------ Data for this task ------

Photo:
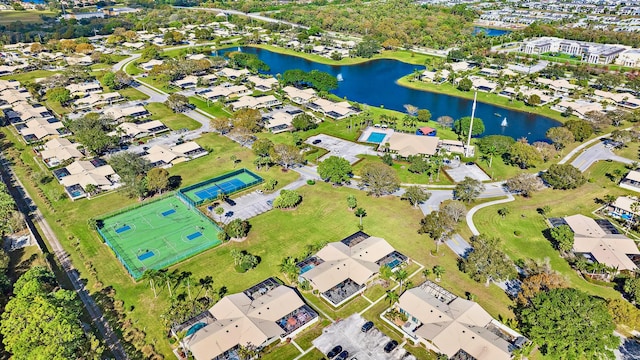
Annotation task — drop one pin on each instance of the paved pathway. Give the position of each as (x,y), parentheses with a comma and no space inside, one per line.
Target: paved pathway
(27,205)
(596,153)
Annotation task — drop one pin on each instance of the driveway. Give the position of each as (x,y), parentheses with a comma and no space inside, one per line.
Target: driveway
(596,153)
(340,148)
(361,346)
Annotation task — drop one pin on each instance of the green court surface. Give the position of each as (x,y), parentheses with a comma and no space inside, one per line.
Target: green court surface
(158,234)
(226,183)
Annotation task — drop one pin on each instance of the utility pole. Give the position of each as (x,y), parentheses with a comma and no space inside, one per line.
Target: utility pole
(473,112)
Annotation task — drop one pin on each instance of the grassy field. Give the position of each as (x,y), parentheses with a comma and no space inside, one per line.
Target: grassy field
(173,120)
(489,98)
(29,76)
(31,16)
(531,244)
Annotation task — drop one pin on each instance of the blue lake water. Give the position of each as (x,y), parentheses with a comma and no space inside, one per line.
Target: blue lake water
(490,31)
(374,83)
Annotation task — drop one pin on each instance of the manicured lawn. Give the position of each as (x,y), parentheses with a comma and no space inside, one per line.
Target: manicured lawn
(133,94)
(281,351)
(214,108)
(531,244)
(401,168)
(29,76)
(31,16)
(173,120)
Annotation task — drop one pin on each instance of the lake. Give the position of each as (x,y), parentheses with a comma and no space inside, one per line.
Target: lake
(374,83)
(490,31)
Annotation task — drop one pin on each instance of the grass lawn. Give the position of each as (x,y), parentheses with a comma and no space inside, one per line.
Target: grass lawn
(401,168)
(173,120)
(31,16)
(305,340)
(494,99)
(29,75)
(214,108)
(524,217)
(133,94)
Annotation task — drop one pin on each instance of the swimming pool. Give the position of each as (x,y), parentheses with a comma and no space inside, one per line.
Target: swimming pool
(375,137)
(306,268)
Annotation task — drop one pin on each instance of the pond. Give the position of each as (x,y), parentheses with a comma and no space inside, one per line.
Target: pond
(374,83)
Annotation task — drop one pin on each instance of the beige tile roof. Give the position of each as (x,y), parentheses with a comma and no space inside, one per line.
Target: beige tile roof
(454,326)
(242,320)
(409,144)
(608,249)
(357,263)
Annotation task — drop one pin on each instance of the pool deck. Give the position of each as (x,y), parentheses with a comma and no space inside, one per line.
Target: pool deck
(371,129)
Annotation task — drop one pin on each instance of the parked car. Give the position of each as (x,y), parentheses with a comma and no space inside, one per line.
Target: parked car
(367,326)
(335,351)
(390,346)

------

Exercise brief: Give every line of the records above as a numbered list, skipping any blank lines. Leave the pictures out.

Completed exercise:
1. Photo:
2. Annotation task — drop one pin on each instance of the paved pathway. Give the position of each as (x,y), parentheses with a comma and no space inside, one per line.
3. Target: paved pathway
4. (27,205)
5. (596,153)
6. Annotation task — drop one pin on each instance of the driveway. Give the position of each as (x,y), parentheses with a comma and no space inside, one per line.
7. Target: driveway
8. (596,153)
9. (340,148)
10. (361,346)
11. Annotation task — drop one pin on each instance of the green court surface. Give the position of each as (x,y), parentheses with a comma and no space inside, one per line.
12. Target: green court surface
13. (158,234)
14. (226,183)
15. Annotation task — drop one pin on each instance of the utility pole. Give the position of each as (x,y), parentheses with a comma and no space inside, one per line.
16. Target: utility pole
17. (473,112)
18. Annotation task — drop one pin on each instance of the grassy field. Give the position of each as (x,y), parentheses with a comma and no space inside, one per line.
19. Target: grassy field
20. (173,120)
21. (489,98)
22. (29,76)
23. (31,16)
24. (531,244)
25. Annotation task — drop one pin on each instance of the blue lake water. Give the position of each as (x,y), parentheses with a comma and no space inside, one per line.
26. Target: blue lake water
27. (490,31)
28. (374,83)
29. Annotation task — drop one pin on each instance of the manicured lawn. Give the position of each as (x,y), parentheses with a comma and no space inside, one per line.
30. Target: manicured lawn
31. (133,94)
32. (281,351)
33. (214,108)
34. (531,244)
35. (401,168)
36. (29,76)
37. (31,16)
38. (173,120)
39. Annotation task — drop one pin on each instance of the lake. Give the position of each as (x,y), parentheses with a comma and no space inside, one per line.
40. Target: lake
41. (374,83)
42. (490,31)
43. Annotation task — drop one pin on each instance of the grass lawn. Give the position of each as (x,y), parentheses with a comma and no space inside, one per line.
44. Target: grass lawn
45. (401,168)
46. (173,120)
47. (31,16)
48. (305,340)
49. (494,99)
50. (29,75)
51. (214,108)
52. (524,217)
53. (133,94)
54. Annotation task — drop one pin on each instance of the swimming pool. Give the position of each as (x,y), parentheses with a comma and no space inside, one per line.
55. Target: swimming pool
56. (375,137)
57. (306,268)
58. Annotation task — drop one pin on each instance of the pond. Give the position of each as (x,y), parentheses with a comma and no space inside, one per line.
59. Target: pond
60. (374,83)
61. Annotation task — drop one pin on each instance of the beige tile roof. Give the position of each as (x,y), parentheses with a comma and no space inside, one per line.
62. Target: beige tile roof
63. (454,326)
64. (242,320)
65. (409,144)
66. (608,249)
67. (357,263)
68. Annotation task — drop one pin on each instance of the pool deck. Give the position of each as (x,y), parentheses with a comma and no space inside, one per line.
69. Target: pool deck
70. (371,129)
71. Annotation task — drop one pin on each instance of the parked car. Give the position of each as (x,y), parentheses with a comma and no space inside, one per line.
72. Target: parked car
73. (367,326)
74. (335,351)
75. (390,346)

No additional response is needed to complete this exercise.